Transcribe every entry exactly, with nothing added or left out.

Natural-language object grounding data
━━━━━━━━━━

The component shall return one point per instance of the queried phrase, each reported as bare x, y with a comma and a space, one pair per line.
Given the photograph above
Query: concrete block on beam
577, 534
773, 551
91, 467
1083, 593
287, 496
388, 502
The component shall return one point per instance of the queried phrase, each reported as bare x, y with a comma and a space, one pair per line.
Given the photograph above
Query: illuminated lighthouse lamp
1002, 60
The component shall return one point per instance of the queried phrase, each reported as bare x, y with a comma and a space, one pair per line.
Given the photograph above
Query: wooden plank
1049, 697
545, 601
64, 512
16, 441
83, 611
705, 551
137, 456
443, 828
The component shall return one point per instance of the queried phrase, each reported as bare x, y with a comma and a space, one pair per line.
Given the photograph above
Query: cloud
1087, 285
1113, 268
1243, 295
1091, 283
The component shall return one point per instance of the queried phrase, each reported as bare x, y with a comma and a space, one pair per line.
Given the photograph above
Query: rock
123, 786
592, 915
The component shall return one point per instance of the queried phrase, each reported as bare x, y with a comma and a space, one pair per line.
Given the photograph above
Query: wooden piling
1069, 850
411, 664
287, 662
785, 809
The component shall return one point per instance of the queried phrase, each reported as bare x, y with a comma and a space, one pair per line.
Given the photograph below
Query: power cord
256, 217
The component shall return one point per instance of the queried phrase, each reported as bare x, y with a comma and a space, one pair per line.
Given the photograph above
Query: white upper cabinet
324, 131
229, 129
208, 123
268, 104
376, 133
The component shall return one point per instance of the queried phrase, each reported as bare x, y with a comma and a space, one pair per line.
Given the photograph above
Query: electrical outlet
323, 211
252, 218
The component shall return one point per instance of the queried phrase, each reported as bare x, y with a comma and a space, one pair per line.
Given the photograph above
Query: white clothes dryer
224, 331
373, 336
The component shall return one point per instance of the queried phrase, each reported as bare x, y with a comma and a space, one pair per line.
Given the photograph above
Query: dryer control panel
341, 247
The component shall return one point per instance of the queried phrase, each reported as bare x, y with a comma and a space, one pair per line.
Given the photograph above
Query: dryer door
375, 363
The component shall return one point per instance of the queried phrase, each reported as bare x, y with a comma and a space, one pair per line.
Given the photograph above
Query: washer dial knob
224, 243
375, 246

━━━━━━━━━━

Problem solution —
The component shall return one point per instance of the queried phrase, each reported as bare x, y with a comma and a space, one pair per line.
Given the photograph above
Query: concrete block on beam
577, 534
773, 551
91, 467
1083, 593
287, 496
388, 502
The component shall return one point per instance of the queried phrase, each reported as bare x, y with a comma and a space, one pair per line.
Given the photograph above
Query: illuminated lighthouse lamp
1002, 60
The component shall return one point per instance of the queried phrase, each reported as bare x, y with a comma and a space, one pair per line.
Given the photograph above
Query: wooden plank
1049, 697
545, 601
64, 512
16, 441
83, 611
705, 551
137, 456
443, 828
The component shall return one point per instance of the queried phrase, each reported as bare x, y with a comma and a space, one pair per line.
Given the photograph above
Query: cloud
1087, 285
1113, 268
1243, 295
1091, 283
The component shall return one point per instance of the queried phrase, each reported as bare x, y with a comma and a space, one pair per line.
Given the photograph above
Query: rock
123, 786
592, 915
The component shall return one point per instance of the queried phrase, each reported as bare x, y with a comma and a space, one pair per line.
Given the photograph above
Query: wooden piling
1069, 850
411, 664
287, 662
785, 809
The component shall return one point per instance of the queried phrase, each reported as bare x, y with a comma and a space, one pair per line.
Given the photograph below
Query: power cord
256, 217
The component shall return one point per instance of the queried phrase, each reported as bare x, y with a comma and a space, one pair per line.
Given the photograph above
Query: white upper cabinet
324, 131
229, 129
208, 123
268, 104
376, 133
The component shall return one point per instance of the queried phrase, each reported as bare x, y with a comma and a space, one pair per line.
Given the photograph above
Query: electrical outlet
323, 211
252, 218
The component shall return one point per instance of the queried phrase, each reported as bare x, y with a comma and a space, one pair per line.
Given the photograph above
Query: white clothes dryer
224, 331
373, 336
The component shall return one point per instance of the queried phrase, each reported as bare x, y with a comma and a space, one pair per line.
Given the photograph above
Query: dryer control panel
341, 247
The component shall return one point per instance of the queried phrase, each reported as bare x, y with a comma and a space, one pair per line.
Given the photograph above
Query: dryer door
375, 363
The component shall return one point per instance of the queried phrase, each reported as bare x, y with a comma and a space, one pair per line.
Given the photograph above
Query: washer dial knob
224, 243
375, 246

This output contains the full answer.